DIRECTIONS:
One number is the full answer: how many lines in the records contain the word "yellow"?

Records from a data collection:
::::::::::

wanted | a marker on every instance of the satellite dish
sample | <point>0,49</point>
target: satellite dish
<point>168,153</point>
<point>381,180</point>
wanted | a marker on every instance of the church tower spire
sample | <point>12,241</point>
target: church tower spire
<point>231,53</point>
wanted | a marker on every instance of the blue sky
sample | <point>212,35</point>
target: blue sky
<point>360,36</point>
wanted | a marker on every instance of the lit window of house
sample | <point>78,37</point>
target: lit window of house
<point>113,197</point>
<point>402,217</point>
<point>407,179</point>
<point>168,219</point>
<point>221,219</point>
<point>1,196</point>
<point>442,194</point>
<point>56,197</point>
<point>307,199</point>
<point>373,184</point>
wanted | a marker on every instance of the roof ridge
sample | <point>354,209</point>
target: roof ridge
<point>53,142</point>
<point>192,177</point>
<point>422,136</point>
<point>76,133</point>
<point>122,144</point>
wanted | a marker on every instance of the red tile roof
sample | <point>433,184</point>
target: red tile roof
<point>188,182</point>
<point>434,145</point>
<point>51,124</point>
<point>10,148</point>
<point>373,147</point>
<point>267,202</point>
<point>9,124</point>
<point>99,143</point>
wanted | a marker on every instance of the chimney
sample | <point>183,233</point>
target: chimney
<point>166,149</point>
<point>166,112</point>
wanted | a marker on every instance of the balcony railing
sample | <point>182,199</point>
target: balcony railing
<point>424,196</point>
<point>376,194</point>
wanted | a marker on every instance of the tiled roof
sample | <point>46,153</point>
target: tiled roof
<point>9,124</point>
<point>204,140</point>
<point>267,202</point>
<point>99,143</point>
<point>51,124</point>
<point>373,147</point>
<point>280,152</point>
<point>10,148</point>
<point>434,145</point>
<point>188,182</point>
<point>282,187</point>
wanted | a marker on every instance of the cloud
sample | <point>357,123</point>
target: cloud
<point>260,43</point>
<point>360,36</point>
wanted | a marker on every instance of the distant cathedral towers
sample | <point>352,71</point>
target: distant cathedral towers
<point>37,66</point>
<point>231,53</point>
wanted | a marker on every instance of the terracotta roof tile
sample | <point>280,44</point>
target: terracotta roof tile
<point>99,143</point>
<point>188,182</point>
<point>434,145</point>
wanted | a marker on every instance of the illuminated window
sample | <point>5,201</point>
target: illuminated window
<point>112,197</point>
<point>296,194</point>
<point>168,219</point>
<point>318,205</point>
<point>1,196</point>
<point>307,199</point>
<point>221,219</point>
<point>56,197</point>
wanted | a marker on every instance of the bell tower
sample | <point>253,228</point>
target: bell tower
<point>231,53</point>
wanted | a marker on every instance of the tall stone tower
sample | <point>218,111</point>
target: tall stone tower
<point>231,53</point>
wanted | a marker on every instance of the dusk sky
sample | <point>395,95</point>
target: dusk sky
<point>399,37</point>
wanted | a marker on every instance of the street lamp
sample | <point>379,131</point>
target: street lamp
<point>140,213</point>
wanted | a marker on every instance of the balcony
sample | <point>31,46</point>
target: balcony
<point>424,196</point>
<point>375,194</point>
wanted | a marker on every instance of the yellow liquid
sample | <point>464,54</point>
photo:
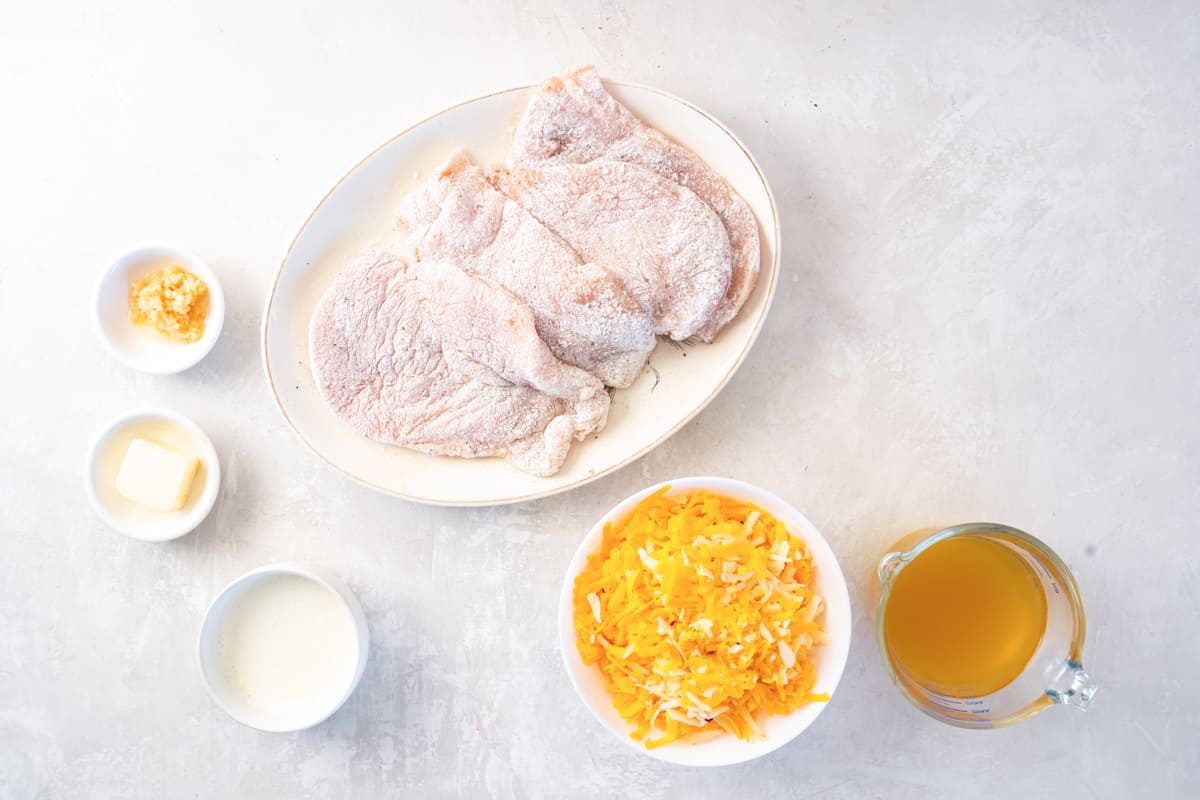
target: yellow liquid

::::::::::

TASK SOLUTION:
2